- [Short task] Starting from the line containing "Query: bald man", write out every remaining line exactly, the last one included.

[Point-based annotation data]
· · · · · · ·

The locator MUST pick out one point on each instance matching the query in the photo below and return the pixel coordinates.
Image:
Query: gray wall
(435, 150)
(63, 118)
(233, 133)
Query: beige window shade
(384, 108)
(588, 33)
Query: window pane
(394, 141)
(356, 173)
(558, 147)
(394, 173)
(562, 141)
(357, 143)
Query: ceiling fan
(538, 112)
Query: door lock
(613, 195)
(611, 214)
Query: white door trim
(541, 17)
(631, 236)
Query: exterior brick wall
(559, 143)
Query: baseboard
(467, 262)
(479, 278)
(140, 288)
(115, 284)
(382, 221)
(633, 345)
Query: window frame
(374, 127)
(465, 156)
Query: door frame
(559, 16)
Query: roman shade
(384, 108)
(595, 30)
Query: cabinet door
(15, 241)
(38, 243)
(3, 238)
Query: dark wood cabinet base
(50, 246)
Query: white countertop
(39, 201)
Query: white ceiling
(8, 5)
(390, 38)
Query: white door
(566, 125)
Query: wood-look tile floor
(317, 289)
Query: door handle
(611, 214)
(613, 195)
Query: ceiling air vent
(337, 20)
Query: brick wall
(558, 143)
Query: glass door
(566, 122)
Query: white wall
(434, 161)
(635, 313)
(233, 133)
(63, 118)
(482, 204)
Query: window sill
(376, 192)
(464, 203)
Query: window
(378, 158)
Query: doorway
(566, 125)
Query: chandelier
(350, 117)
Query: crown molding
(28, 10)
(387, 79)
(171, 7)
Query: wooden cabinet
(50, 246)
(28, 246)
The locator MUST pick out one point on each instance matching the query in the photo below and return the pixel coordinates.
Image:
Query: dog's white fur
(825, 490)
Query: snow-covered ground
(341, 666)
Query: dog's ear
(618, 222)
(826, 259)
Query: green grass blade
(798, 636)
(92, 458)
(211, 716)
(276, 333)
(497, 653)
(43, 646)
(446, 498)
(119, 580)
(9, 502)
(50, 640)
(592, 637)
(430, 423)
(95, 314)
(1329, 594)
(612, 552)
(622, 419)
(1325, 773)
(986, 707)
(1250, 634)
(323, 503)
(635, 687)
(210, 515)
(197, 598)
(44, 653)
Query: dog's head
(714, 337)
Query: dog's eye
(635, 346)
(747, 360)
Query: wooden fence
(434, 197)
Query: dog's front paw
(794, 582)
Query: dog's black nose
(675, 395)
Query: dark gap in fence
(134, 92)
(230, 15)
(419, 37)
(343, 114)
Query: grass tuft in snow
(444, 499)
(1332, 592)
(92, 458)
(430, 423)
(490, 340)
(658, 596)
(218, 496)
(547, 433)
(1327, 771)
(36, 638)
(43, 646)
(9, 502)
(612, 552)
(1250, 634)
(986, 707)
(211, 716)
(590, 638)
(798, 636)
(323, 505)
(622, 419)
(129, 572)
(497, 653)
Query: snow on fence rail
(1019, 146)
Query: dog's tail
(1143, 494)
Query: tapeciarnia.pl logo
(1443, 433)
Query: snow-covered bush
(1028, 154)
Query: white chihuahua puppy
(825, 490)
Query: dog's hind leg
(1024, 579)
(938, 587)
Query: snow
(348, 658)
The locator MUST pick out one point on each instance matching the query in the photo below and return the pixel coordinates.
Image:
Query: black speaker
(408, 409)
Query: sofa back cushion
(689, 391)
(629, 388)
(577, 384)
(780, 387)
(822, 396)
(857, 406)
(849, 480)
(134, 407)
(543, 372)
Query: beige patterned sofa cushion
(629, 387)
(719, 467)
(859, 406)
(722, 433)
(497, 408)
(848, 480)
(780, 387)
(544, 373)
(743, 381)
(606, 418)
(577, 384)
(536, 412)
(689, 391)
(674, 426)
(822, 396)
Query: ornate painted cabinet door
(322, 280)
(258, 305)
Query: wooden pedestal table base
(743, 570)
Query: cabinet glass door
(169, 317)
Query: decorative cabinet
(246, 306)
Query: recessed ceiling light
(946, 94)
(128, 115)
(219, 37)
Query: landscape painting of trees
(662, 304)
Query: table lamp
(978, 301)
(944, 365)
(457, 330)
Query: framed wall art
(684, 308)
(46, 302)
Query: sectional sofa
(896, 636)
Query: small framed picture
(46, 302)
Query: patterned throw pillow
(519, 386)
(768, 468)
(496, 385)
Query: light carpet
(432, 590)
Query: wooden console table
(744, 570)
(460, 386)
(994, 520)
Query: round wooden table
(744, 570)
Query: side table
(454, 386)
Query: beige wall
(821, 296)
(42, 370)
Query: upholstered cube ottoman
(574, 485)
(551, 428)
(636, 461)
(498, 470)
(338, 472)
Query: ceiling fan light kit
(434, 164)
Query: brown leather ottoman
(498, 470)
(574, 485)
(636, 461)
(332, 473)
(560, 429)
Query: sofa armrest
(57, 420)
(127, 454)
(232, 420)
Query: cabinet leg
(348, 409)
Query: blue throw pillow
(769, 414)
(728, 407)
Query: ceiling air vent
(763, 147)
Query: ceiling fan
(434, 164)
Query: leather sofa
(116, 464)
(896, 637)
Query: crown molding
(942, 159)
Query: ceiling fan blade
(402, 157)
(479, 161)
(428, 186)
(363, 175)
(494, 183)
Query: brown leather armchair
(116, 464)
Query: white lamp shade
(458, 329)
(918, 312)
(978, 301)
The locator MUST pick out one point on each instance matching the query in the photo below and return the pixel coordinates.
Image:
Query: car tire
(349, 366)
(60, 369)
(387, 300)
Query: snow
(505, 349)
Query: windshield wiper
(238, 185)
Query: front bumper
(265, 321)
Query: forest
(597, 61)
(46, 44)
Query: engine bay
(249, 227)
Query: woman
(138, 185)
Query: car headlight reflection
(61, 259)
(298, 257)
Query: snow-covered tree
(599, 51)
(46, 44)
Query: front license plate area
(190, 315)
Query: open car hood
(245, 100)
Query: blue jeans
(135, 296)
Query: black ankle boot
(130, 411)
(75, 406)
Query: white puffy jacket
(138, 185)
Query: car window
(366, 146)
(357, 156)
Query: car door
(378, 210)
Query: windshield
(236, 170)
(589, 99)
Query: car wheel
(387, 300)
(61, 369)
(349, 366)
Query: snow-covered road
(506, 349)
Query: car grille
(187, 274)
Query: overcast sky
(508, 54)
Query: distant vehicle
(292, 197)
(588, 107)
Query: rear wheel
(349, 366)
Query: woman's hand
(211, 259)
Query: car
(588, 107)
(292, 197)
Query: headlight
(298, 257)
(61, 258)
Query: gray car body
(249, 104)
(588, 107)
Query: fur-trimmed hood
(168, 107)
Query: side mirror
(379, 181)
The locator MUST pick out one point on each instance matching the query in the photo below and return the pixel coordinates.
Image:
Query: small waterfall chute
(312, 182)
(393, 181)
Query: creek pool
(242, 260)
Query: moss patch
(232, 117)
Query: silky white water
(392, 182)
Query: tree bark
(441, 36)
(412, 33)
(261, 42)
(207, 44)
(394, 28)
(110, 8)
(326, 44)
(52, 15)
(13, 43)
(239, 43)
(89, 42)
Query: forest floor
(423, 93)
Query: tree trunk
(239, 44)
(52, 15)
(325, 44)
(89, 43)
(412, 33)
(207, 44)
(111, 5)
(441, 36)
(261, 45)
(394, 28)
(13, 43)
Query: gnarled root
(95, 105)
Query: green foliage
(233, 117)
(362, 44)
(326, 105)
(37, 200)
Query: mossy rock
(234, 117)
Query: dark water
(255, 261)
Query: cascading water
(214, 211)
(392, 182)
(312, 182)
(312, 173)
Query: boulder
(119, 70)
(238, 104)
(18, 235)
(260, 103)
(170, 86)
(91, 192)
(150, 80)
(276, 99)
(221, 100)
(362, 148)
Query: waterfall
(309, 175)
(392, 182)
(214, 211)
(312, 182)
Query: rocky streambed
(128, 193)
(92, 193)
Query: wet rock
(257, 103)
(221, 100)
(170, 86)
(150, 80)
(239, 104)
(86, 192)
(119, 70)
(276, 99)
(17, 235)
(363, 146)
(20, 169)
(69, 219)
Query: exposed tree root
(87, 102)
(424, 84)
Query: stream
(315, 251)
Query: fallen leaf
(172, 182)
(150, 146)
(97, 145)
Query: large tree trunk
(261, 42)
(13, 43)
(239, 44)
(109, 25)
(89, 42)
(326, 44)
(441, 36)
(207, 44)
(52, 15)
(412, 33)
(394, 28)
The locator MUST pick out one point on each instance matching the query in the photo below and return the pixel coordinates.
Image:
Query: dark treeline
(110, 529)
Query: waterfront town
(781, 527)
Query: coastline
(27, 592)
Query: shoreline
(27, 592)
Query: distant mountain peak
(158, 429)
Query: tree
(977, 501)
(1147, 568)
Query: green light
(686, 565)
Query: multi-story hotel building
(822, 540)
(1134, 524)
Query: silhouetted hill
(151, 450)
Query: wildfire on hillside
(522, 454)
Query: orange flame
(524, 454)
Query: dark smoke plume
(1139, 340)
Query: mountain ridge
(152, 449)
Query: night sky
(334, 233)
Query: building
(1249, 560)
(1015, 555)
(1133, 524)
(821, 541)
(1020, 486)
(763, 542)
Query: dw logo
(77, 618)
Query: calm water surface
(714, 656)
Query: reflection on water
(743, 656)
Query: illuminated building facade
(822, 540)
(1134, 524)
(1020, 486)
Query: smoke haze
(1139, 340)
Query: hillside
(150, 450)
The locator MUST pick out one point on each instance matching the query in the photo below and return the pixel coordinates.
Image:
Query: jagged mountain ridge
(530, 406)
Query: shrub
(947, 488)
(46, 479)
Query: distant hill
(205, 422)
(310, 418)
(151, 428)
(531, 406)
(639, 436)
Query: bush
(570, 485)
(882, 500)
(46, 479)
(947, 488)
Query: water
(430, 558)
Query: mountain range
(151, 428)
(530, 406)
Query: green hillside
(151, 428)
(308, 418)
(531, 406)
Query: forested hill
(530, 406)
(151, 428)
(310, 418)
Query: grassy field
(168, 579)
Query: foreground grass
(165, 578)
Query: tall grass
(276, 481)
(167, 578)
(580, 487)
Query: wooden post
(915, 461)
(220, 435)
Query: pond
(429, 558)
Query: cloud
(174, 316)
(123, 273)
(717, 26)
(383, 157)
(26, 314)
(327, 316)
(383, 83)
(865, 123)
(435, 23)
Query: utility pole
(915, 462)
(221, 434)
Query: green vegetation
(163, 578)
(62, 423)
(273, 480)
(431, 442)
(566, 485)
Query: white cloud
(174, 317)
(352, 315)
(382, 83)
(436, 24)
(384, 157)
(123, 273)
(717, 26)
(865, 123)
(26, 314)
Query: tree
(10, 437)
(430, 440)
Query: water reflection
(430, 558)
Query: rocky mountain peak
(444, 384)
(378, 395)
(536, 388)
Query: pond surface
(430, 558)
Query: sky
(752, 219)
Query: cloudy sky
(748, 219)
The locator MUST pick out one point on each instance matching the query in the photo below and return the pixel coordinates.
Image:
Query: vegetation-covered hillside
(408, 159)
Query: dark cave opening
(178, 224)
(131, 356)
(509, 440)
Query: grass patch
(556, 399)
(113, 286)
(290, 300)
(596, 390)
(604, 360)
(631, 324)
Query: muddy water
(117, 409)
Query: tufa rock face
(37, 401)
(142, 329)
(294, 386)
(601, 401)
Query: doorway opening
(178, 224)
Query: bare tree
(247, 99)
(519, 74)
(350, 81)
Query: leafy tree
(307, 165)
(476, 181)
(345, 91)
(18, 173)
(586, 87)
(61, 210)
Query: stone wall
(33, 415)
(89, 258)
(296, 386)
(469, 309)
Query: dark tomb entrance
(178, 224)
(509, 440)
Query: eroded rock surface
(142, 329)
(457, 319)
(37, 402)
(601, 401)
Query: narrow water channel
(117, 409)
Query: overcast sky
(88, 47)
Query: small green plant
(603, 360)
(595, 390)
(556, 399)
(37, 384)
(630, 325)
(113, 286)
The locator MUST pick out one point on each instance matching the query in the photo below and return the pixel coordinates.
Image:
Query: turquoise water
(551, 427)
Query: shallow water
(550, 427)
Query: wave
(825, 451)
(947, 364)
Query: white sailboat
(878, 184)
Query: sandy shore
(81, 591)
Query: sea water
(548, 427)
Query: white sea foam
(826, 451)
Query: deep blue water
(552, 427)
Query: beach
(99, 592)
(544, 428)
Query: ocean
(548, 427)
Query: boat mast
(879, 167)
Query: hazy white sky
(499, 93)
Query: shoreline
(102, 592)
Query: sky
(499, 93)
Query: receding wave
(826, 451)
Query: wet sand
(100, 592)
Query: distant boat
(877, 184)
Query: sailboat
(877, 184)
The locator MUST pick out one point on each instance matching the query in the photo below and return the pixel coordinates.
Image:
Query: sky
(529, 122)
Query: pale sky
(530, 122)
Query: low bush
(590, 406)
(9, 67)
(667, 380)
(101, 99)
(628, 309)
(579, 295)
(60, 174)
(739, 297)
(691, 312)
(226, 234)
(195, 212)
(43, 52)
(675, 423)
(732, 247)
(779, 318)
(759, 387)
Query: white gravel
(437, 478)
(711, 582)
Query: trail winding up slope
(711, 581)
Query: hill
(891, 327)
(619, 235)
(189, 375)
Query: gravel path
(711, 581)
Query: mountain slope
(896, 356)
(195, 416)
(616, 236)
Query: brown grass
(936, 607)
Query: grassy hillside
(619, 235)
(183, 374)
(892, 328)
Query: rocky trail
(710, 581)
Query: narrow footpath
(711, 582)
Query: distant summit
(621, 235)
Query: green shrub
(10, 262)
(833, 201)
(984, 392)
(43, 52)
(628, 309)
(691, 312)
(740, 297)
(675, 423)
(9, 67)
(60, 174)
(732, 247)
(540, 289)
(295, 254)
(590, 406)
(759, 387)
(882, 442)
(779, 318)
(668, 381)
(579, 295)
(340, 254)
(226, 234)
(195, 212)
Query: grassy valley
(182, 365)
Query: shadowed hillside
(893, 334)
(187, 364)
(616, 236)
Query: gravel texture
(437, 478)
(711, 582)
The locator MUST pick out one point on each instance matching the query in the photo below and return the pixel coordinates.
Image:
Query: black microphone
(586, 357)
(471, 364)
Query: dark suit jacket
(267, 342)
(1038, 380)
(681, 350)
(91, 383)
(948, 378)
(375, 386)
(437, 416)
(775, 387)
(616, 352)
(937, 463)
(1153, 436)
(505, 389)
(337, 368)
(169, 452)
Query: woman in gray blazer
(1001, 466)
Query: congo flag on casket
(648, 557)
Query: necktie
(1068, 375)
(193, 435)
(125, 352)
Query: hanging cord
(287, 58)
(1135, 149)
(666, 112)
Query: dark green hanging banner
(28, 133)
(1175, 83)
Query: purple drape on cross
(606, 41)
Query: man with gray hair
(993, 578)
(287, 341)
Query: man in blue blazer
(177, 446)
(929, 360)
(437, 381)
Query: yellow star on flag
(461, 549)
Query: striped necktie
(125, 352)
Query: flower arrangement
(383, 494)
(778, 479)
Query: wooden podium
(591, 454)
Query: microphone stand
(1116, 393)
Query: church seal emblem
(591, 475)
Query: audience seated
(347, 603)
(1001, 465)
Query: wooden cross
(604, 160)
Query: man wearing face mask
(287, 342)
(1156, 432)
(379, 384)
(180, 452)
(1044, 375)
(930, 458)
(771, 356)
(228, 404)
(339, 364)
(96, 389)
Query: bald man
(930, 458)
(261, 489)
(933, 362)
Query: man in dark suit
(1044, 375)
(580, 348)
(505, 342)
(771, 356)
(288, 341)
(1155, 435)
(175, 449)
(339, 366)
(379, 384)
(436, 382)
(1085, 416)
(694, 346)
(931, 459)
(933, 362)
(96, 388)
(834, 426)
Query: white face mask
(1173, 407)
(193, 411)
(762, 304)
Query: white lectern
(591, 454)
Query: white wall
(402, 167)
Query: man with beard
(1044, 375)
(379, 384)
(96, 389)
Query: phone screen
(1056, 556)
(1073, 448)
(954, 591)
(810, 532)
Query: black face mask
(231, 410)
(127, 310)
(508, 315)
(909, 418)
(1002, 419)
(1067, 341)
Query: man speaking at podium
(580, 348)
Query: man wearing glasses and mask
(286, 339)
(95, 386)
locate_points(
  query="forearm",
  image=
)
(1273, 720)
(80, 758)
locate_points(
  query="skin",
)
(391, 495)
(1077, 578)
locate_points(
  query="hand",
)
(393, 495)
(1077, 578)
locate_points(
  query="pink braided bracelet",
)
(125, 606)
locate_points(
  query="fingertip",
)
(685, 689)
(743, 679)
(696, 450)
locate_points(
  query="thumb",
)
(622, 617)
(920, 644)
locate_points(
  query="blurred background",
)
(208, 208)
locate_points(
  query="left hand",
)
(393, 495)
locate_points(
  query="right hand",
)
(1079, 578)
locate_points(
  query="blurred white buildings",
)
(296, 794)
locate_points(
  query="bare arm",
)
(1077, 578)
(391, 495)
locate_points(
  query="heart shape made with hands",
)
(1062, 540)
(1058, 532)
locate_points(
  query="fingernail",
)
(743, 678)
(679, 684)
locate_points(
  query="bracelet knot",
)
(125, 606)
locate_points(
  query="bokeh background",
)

· · · · · · ·

- [Task answer]
Query: bald man
(930, 458)
(261, 489)
(933, 362)
Query: man in dark suit
(1044, 375)
(580, 348)
(505, 342)
(771, 356)
(288, 341)
(1155, 435)
(175, 449)
(339, 366)
(379, 384)
(436, 382)
(1085, 416)
(694, 346)
(931, 459)
(933, 362)
(96, 388)
(834, 426)
Query: white face mask
(1173, 407)
(193, 411)
(762, 304)
Query: white lectern
(591, 454)
Query: white wall
(402, 167)
Query: man with beard
(1044, 375)
(379, 384)
(96, 389)
Query: phone screen
(1056, 556)
(1073, 448)
(954, 591)
(810, 532)
Query: black face mask
(231, 410)
(127, 310)
(508, 315)
(909, 418)
(1002, 419)
(1067, 341)
Query: man speaking at podium
(580, 348)
Query: man wearing glasses and mask
(286, 339)
(95, 386)
locate_points(
  query="forearm",
  image=
)
(1273, 720)
(80, 758)
locate_points(
  query="skin",
)
(391, 495)
(1077, 578)
locate_points(
  query="hand",
)
(393, 495)
(1077, 578)
locate_points(
  query="pink braided bracelet",
)
(125, 606)
locate_points(
  query="fingertip",
)
(685, 689)
(743, 679)
(696, 450)
locate_points(
  query="thumb",
)
(622, 617)
(920, 644)
locate_points(
  query="blurred background",
)
(208, 208)
locate_points(
  query="left hand",
)
(393, 495)
locate_points(
  query="right hand",
)
(1079, 578)
locate_points(
  query="blurred white buildings",
)
(296, 794)
locate_points(
  query="bare arm",
)
(1077, 578)
(391, 495)
locate_points(
  query="heart shape made with hands",
)
(1062, 540)
(1058, 532)
locate_points(
  query="fingernail",
)
(743, 678)
(679, 684)
locate_points(
  query="bracelet knot",
)
(125, 606)
locate_points(
  query="bokeh background",
)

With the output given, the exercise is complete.